_THE REQUEST_. Rewrite everything from the start of the items down to the line with "[48,77,101,107]", replacing "curved red bill" with "curved red beak" and leaving the rest unchanged.

>> BEGIN

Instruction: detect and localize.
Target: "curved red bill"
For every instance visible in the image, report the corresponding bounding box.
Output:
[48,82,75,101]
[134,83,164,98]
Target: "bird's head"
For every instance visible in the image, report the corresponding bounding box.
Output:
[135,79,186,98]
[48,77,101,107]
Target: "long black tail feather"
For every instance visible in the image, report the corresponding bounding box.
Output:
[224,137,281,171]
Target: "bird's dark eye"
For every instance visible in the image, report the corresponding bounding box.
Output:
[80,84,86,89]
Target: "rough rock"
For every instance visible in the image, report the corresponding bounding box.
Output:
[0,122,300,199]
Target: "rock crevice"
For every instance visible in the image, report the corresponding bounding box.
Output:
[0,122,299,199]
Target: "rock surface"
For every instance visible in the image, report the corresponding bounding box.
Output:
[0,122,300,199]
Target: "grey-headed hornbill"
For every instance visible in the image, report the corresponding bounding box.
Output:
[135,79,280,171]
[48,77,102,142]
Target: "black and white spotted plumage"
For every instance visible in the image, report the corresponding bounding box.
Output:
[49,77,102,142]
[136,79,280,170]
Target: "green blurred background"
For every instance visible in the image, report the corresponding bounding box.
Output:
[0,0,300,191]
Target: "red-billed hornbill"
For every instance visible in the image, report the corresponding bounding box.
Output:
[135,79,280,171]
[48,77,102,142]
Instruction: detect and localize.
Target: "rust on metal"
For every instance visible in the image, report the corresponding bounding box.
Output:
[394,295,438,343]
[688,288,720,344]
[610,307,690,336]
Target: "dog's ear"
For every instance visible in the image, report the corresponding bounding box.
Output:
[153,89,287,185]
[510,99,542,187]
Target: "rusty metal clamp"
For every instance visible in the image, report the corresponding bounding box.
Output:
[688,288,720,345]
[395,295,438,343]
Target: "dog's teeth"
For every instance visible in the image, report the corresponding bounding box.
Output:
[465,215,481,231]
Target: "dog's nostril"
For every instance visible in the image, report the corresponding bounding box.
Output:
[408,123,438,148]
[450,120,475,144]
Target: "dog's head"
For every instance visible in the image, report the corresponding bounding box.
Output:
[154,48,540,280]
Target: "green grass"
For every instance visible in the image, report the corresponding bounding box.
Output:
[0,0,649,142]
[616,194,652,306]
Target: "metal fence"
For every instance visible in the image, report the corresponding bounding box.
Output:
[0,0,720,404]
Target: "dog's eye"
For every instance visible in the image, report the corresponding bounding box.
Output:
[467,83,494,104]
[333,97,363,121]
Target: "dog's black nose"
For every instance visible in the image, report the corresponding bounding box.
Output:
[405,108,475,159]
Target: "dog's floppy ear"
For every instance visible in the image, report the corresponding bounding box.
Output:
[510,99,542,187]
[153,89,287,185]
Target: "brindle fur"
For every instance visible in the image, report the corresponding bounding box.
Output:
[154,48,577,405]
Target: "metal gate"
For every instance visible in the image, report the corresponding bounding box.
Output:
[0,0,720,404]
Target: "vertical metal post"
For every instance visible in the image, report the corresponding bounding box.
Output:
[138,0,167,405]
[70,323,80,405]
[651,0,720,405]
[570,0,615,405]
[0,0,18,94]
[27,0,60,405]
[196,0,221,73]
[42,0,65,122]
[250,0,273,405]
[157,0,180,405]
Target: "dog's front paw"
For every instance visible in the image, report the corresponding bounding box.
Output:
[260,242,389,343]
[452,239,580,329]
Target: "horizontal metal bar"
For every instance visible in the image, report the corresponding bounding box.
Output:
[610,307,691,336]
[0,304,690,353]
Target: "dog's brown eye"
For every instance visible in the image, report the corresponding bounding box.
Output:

>> END

_OUTPUT FOR THIS EXERCISE_.
Instruction: detect and localize.
Target: "curved red beak"
For every instance visible in the image, report the corresponding bounding box.
Output:
[48,82,75,101]
[134,83,164,98]
Target: "bird's head"
For every instance visible in the image, report the corresponding bounding box.
Output:
[135,79,186,98]
[48,77,101,107]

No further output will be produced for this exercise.